START
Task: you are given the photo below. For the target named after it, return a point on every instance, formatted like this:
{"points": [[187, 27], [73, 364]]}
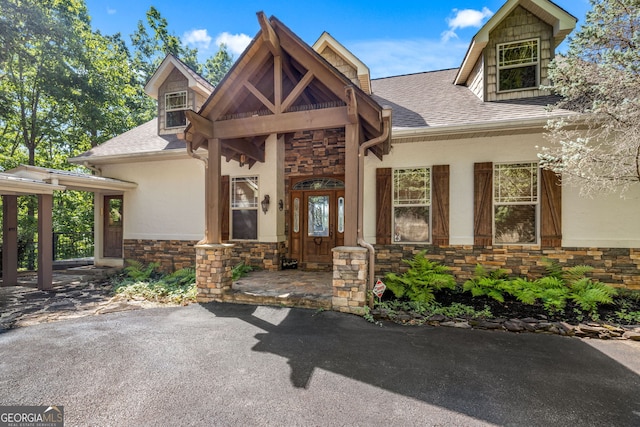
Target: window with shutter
{"points": [[482, 201], [244, 208], [383, 206], [550, 209], [411, 205], [440, 204], [515, 203]]}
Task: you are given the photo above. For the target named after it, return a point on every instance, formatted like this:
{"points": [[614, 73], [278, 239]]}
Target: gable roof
{"points": [[430, 100], [281, 85], [169, 63], [559, 19], [327, 40], [138, 142]]}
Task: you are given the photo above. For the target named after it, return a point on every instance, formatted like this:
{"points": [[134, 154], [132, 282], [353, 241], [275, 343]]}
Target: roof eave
{"points": [[175, 153], [470, 129]]}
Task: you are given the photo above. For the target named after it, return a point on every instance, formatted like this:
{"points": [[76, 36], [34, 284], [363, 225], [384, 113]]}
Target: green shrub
{"points": [[492, 284], [553, 290], [140, 281], [421, 280]]}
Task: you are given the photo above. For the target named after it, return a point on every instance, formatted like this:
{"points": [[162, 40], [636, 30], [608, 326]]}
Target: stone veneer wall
{"points": [[350, 265], [266, 256], [616, 266], [176, 254], [171, 254]]}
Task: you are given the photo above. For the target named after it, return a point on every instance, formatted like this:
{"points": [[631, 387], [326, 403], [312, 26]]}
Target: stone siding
{"points": [[176, 254], [213, 272], [319, 153], [265, 256], [616, 266], [350, 267], [171, 254]]}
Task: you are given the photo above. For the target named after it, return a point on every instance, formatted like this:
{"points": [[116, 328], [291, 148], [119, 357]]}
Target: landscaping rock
{"points": [[514, 325], [631, 335], [437, 318], [460, 325]]}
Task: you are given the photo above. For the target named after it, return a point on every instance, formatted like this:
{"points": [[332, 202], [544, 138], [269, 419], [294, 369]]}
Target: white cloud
{"points": [[463, 19], [236, 43], [397, 57], [199, 38]]}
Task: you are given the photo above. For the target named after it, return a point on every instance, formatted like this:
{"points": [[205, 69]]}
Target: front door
{"points": [[112, 242], [319, 226]]}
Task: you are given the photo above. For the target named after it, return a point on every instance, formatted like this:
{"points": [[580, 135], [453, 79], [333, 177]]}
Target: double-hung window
{"points": [[244, 208], [515, 203], [411, 205], [518, 65], [175, 104]]}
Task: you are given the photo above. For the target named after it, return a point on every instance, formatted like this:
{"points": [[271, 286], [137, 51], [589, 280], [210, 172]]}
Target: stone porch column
{"points": [[350, 266], [213, 271]]}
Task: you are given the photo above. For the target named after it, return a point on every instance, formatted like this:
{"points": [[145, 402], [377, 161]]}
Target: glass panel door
{"points": [[318, 216]]}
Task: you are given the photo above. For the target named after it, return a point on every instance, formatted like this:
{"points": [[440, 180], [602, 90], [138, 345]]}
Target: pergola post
{"points": [[352, 145], [9, 240], [45, 241]]}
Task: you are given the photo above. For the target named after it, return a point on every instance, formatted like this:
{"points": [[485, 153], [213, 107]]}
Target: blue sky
{"points": [[391, 37]]}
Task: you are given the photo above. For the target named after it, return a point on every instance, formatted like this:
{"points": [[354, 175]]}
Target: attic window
{"points": [[175, 105], [518, 65]]}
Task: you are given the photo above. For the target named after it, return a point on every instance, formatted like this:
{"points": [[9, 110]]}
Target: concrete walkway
{"points": [[232, 364]]}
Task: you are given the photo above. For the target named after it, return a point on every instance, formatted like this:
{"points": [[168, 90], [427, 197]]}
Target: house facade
{"points": [[298, 154]]}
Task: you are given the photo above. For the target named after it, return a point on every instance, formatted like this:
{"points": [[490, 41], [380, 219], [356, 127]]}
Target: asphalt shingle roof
{"points": [[141, 139], [431, 99], [419, 100]]}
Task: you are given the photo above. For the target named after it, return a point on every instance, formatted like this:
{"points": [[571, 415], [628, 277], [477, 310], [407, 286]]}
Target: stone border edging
{"points": [[529, 324]]}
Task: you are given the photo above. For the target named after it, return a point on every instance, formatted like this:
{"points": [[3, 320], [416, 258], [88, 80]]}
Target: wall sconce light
{"points": [[265, 204]]}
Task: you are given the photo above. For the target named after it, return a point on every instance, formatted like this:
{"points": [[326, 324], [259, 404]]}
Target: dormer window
{"points": [[175, 106], [518, 65]]}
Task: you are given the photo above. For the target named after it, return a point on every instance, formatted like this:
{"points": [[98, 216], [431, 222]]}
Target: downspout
{"points": [[386, 126], [194, 155]]}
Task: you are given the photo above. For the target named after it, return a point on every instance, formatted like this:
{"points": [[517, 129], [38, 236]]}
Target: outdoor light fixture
{"points": [[265, 204]]}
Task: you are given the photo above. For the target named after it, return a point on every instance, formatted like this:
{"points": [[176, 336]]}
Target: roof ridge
{"points": [[416, 73]]}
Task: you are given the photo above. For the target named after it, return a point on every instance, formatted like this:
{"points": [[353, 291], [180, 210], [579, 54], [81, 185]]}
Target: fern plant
{"points": [[421, 280], [492, 284], [184, 276], [138, 272], [589, 294]]}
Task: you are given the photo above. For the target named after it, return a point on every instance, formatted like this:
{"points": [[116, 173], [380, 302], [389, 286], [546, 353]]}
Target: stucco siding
{"points": [[605, 221], [168, 203]]}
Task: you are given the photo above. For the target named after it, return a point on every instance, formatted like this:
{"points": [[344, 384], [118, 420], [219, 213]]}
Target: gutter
{"points": [[191, 153], [174, 153], [386, 130], [470, 128], [89, 166]]}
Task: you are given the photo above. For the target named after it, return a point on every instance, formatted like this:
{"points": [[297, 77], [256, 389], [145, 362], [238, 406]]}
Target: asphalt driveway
{"points": [[224, 364]]}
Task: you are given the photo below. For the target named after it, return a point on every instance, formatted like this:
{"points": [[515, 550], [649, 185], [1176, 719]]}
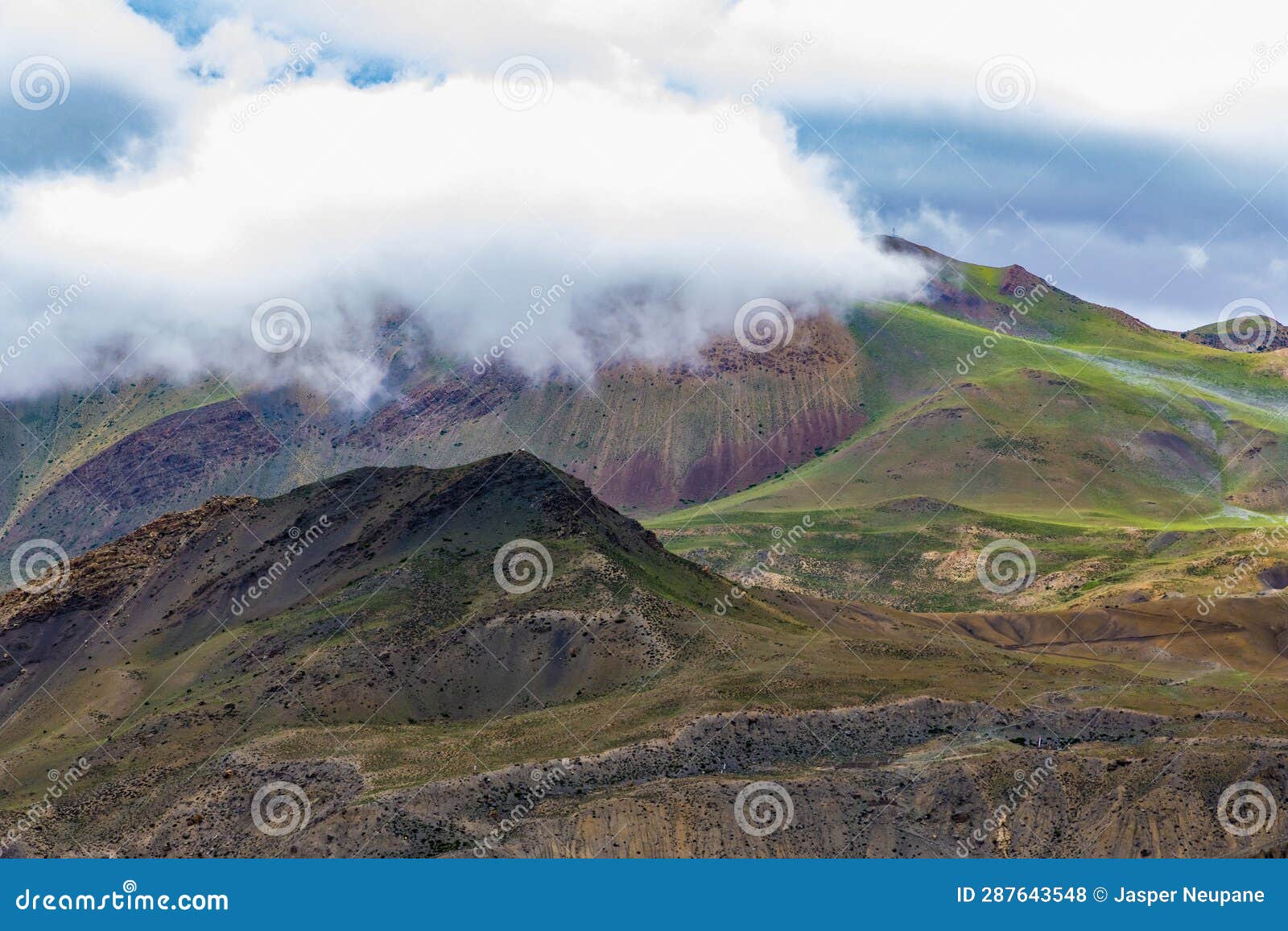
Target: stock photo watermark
{"points": [[294, 549]]}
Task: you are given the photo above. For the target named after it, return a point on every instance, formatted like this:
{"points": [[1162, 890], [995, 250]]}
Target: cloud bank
{"points": [[451, 204]]}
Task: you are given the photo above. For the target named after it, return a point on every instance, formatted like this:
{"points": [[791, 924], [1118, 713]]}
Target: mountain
{"points": [[405, 656], [1131, 461], [1253, 333]]}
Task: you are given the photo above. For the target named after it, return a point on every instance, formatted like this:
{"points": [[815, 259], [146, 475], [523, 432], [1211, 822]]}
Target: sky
{"points": [[177, 174]]}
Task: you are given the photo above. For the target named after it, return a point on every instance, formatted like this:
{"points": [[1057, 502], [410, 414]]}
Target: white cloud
{"points": [[1121, 66], [1195, 257], [438, 199]]}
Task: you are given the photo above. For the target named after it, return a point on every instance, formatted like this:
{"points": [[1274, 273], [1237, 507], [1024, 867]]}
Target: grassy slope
{"points": [[1086, 444]]}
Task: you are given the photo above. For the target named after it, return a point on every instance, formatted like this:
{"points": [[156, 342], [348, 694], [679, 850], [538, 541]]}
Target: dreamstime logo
{"points": [[294, 549], [1265, 57], [60, 300], [60, 783], [280, 325], [39, 83], [1246, 809], [303, 61], [1026, 300], [785, 540], [39, 566], [1026, 785], [782, 60], [1246, 325], [763, 324], [1005, 566], [1005, 83], [543, 300], [281, 809], [522, 83], [762, 809], [522, 565], [543, 784]]}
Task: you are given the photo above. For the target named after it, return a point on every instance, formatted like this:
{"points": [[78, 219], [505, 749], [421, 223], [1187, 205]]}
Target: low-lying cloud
{"points": [[454, 205]]}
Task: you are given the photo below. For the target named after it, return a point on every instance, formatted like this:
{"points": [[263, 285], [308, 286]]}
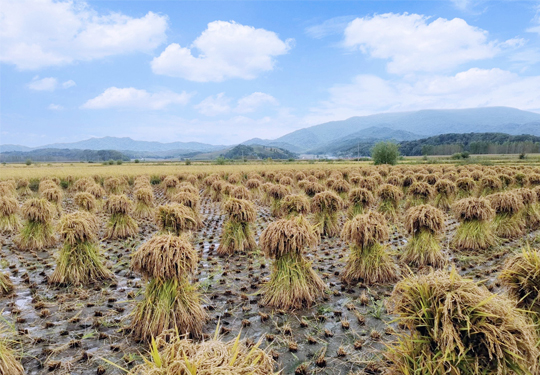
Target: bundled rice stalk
{"points": [[172, 354], [86, 202], [9, 221], [120, 224], [240, 192], [489, 185], [530, 212], [368, 259], [170, 184], [445, 191], [293, 284], [311, 188], [23, 187], [459, 327], [175, 218], [474, 231], [465, 187], [166, 262], [276, 194], [191, 201], [9, 363], [419, 193], [238, 233], [37, 231], [326, 206], [360, 200], [54, 195], [79, 261], [113, 186], [508, 221], [521, 276], [390, 197], [144, 203], [295, 205], [425, 224]]}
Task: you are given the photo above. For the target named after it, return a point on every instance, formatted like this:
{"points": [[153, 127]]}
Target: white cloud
{"points": [[220, 104], [41, 33], [369, 94], [254, 101], [214, 105], [225, 50], [131, 97], [55, 107], [68, 84], [43, 84], [412, 44]]}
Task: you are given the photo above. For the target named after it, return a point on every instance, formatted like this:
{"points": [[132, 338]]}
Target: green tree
{"points": [[385, 153]]}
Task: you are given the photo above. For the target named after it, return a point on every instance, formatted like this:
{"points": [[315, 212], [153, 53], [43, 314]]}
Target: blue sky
{"points": [[225, 71]]}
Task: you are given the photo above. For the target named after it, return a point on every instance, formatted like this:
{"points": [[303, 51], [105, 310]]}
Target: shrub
{"points": [[385, 153]]}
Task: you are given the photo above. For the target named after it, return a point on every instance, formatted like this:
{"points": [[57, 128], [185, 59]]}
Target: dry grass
{"points": [[368, 260], [521, 275], [360, 199], [175, 218], [424, 223], [86, 201], [327, 206], [170, 301], [172, 354], [37, 231], [79, 261], [9, 221], [458, 327]]}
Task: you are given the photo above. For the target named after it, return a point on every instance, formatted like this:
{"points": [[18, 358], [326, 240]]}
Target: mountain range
{"points": [[335, 136]]}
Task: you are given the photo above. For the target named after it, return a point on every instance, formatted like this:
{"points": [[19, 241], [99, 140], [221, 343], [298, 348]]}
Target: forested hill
END
_Given instruction_.
Gather every line in the rows above that contains the string "wall", matching case.

_Finished answer_.
Target: stone veneer wall
Target: wall sconce light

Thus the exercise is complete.